- [RECORDS FOR THE EXERCISE]:
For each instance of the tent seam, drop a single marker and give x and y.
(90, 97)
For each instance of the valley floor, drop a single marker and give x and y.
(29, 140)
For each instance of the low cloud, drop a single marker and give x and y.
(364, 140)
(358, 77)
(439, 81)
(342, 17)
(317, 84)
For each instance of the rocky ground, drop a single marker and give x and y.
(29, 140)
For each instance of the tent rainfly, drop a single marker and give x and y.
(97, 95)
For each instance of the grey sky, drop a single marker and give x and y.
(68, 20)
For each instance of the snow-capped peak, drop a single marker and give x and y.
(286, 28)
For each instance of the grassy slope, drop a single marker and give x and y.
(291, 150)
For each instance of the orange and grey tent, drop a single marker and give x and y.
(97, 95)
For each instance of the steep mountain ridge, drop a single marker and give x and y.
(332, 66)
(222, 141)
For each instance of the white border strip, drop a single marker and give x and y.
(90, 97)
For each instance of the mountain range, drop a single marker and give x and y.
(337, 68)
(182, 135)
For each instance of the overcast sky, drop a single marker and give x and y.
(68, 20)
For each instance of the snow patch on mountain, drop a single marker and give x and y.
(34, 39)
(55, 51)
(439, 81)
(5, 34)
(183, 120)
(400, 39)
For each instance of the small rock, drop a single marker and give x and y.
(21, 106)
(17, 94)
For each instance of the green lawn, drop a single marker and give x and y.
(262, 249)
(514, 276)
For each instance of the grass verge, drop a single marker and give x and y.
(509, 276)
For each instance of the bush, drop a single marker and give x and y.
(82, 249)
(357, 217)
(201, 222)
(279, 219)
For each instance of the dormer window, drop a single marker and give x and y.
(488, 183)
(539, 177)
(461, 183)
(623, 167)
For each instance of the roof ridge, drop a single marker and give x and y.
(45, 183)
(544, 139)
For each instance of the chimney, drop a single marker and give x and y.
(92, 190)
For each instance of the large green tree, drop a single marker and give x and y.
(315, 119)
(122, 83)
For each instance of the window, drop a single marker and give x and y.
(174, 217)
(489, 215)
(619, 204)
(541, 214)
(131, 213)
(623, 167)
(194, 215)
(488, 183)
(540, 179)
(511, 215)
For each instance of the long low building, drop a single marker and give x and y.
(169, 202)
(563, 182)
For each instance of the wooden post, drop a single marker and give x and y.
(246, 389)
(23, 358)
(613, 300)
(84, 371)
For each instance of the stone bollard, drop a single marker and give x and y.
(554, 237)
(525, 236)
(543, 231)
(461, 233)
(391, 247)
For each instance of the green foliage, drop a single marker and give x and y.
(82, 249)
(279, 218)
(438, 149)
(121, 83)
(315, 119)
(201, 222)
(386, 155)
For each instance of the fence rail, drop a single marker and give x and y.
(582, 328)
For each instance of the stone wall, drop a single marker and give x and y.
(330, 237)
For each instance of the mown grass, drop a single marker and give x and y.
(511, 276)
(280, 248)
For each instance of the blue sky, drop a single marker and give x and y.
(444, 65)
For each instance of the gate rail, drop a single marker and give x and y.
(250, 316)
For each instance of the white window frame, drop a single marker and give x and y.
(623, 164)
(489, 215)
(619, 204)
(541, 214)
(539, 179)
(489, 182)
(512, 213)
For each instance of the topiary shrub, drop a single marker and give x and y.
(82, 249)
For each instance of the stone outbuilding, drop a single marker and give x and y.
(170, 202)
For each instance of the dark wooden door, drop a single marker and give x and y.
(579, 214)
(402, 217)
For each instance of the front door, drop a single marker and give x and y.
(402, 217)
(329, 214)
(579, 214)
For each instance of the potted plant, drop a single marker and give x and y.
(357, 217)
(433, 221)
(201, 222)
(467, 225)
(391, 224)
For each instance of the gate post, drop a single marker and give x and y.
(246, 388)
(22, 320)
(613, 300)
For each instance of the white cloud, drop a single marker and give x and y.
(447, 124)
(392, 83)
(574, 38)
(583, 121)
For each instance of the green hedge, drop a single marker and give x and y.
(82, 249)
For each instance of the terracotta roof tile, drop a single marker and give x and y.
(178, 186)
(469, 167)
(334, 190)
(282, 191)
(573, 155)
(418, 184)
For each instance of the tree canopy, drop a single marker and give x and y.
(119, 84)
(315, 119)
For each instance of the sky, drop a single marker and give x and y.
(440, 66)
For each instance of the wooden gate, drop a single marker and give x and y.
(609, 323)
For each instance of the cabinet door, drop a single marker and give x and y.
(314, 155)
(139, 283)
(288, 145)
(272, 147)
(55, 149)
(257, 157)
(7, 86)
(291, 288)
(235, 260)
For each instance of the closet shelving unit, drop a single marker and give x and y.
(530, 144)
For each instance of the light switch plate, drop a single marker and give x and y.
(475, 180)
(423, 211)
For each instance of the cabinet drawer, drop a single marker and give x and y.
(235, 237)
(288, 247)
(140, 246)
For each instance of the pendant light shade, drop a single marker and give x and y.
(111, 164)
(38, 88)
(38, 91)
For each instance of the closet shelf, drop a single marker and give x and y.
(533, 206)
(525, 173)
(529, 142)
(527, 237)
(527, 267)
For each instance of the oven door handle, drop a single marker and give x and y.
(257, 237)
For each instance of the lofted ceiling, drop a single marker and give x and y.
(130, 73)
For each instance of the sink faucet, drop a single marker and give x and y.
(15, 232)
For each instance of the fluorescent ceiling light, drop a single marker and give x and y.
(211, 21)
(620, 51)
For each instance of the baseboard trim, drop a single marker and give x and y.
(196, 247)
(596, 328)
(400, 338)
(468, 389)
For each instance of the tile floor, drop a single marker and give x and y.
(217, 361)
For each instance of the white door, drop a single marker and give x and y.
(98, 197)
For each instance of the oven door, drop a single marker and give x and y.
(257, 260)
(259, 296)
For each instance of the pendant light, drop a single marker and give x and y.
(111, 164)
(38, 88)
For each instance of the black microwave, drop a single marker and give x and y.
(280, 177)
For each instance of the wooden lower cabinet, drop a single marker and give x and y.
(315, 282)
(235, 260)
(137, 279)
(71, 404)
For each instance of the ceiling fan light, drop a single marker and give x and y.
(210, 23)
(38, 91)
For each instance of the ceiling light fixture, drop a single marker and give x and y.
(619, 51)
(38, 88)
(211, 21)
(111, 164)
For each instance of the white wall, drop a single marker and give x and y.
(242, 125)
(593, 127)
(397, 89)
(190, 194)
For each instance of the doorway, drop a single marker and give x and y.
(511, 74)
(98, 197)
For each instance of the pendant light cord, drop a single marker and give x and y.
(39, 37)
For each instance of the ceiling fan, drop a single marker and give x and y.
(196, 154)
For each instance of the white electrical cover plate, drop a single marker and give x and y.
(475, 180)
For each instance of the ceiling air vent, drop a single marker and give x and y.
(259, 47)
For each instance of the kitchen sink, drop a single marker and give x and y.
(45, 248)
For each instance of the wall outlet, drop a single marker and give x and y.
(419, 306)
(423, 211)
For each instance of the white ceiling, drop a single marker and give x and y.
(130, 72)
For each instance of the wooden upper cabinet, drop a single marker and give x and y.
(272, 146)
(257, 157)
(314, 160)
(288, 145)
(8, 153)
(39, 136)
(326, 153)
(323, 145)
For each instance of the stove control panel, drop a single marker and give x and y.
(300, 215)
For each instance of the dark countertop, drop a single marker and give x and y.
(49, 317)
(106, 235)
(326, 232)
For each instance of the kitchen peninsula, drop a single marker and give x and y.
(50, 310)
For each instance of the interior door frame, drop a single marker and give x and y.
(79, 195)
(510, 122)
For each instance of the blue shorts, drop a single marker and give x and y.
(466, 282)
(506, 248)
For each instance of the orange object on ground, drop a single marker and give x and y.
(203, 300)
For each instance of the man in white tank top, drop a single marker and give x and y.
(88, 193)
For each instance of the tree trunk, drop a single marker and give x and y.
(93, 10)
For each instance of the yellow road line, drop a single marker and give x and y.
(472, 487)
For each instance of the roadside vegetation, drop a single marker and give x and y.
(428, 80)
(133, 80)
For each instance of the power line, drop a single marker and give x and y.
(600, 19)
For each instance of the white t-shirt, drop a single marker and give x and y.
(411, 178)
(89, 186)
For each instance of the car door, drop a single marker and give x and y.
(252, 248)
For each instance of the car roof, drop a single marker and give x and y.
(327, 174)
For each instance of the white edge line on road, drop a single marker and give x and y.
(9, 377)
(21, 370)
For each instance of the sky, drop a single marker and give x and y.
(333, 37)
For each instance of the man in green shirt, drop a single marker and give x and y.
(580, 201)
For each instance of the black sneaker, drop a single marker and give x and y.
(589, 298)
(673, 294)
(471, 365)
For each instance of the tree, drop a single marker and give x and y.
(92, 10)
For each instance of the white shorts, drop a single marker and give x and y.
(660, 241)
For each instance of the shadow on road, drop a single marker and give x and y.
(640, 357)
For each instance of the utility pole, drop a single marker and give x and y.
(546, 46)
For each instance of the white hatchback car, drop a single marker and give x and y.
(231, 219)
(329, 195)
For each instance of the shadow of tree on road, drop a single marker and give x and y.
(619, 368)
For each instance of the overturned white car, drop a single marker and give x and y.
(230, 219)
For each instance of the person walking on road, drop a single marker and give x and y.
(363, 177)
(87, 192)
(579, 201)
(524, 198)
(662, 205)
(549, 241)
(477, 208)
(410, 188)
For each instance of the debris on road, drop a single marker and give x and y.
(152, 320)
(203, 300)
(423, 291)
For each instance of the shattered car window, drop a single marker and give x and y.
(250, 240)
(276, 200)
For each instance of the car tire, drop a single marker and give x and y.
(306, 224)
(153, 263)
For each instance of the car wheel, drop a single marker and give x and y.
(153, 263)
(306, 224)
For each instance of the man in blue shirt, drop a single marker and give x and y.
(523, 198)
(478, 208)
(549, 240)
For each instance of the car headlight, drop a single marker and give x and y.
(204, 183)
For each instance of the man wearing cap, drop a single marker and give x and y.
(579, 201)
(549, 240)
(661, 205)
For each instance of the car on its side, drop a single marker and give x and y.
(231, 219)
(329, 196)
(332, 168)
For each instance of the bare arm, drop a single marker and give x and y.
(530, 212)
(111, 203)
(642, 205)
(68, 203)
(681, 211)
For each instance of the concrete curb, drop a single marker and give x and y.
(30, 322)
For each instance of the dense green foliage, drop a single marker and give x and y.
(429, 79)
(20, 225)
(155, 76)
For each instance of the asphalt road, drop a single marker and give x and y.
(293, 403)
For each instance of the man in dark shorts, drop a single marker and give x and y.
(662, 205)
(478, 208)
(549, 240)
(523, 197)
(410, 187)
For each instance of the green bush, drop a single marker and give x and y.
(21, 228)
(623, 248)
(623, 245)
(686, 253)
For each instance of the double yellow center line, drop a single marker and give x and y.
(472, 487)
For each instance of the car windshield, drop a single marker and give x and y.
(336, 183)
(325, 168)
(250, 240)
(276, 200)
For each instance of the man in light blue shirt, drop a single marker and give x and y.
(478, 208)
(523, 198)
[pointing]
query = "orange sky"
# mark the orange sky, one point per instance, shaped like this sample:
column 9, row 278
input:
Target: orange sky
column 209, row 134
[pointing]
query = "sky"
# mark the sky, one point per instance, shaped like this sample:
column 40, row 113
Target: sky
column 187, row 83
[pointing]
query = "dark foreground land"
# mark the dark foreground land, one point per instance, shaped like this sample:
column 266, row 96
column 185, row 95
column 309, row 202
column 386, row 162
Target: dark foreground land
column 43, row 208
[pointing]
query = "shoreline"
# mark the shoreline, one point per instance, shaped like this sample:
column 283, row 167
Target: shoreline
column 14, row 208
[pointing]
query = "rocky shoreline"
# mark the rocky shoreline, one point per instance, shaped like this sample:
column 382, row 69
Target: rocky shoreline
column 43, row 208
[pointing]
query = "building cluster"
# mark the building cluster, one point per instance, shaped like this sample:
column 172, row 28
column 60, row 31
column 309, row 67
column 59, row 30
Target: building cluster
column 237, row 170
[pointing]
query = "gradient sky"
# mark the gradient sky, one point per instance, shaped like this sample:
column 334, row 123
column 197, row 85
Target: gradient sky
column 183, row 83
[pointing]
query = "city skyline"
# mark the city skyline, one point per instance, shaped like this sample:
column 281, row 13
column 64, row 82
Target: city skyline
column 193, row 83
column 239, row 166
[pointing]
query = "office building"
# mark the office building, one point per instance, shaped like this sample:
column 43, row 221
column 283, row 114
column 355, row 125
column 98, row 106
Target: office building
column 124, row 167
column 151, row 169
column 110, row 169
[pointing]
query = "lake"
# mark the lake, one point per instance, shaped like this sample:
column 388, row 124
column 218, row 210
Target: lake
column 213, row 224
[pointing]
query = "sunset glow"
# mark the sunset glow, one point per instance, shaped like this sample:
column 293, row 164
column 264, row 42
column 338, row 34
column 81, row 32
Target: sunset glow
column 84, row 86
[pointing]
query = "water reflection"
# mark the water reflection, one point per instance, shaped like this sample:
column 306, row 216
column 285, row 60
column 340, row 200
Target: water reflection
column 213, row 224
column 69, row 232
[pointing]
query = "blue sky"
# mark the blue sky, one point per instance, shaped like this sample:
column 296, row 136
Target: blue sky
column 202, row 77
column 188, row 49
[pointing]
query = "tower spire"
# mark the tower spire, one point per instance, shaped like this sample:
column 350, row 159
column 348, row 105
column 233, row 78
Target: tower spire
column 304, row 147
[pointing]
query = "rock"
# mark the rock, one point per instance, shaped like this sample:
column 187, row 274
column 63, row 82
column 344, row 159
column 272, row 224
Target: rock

- [DIRECTIVE]:
Extract from the material above each line that contains the word "kitchen", and copy those lines unchanged.

- [OUTPUT OF THE TASK]:
For each instance of the kitchen sink, drop a single marker and give x and y.
For each instance of the kitchen peninsula, drop a single marker and give x and y.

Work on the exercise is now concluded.